¿Puedes pasar a una lista JSON de cadenas las líneas de los registros que van desde el principio hasta la línea con "[150,226,508,337]", ambas incluidas? Pon una cadena por línea y omite las líneas en blanco.

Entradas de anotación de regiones
---
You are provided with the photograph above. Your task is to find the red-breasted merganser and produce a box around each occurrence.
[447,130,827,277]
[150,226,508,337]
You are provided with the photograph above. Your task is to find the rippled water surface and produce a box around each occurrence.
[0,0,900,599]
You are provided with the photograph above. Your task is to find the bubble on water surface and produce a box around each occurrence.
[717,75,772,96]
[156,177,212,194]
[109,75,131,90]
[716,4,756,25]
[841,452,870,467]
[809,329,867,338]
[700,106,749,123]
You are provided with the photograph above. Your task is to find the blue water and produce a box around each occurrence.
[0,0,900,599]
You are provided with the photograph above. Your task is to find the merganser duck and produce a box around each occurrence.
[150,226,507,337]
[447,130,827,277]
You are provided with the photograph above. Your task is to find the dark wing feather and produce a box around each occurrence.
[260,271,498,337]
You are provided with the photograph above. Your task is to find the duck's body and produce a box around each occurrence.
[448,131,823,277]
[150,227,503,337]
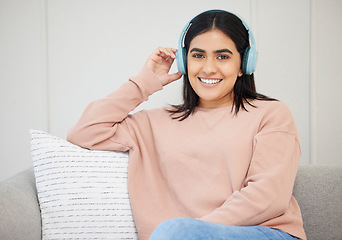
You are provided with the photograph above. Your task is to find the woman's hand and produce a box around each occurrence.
[146,47,182,86]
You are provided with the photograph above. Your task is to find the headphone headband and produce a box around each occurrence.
[176,9,258,75]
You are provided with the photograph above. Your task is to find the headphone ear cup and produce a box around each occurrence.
[176,48,187,75]
[242,47,258,75]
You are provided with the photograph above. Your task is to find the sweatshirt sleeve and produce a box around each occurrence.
[67,66,162,151]
[200,101,301,226]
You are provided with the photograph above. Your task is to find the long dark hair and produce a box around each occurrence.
[169,11,275,121]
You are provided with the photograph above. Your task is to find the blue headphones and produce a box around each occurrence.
[176,10,258,75]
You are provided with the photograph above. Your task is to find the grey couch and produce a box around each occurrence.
[0,166,342,240]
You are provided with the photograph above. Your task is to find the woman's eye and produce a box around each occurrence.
[217,55,229,60]
[192,53,204,58]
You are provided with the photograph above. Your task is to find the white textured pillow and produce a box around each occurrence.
[30,130,138,239]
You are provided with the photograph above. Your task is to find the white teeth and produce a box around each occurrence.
[200,78,221,84]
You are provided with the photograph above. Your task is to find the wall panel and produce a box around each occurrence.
[0,0,47,181]
[256,0,310,164]
[313,0,342,165]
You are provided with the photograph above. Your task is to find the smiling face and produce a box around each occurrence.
[187,29,242,108]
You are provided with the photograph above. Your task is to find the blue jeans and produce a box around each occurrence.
[150,218,298,240]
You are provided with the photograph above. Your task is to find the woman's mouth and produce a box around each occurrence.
[198,78,222,85]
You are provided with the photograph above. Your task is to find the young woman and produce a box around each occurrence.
[68,10,306,240]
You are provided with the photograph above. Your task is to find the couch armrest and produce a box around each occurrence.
[293,165,342,240]
[0,169,41,239]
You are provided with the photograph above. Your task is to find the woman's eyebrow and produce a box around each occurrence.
[190,48,205,53]
[214,48,233,54]
[190,48,233,54]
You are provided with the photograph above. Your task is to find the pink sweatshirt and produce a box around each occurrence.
[68,67,306,240]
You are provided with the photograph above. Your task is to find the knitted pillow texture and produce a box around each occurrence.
[30,130,138,239]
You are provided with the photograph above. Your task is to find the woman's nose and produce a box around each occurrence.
[203,59,217,74]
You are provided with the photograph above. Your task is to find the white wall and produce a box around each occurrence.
[0,0,342,180]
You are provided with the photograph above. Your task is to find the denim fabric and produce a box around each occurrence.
[150,218,298,240]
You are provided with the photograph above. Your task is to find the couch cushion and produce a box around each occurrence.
---
**Resultado del ejercicio:**
[
  "You are provided with the photograph above. Your task is to find the red-breasted merganser and produce a box around each occurrence.",
  "[447,130,827,277]",
  "[150,226,508,337]"
]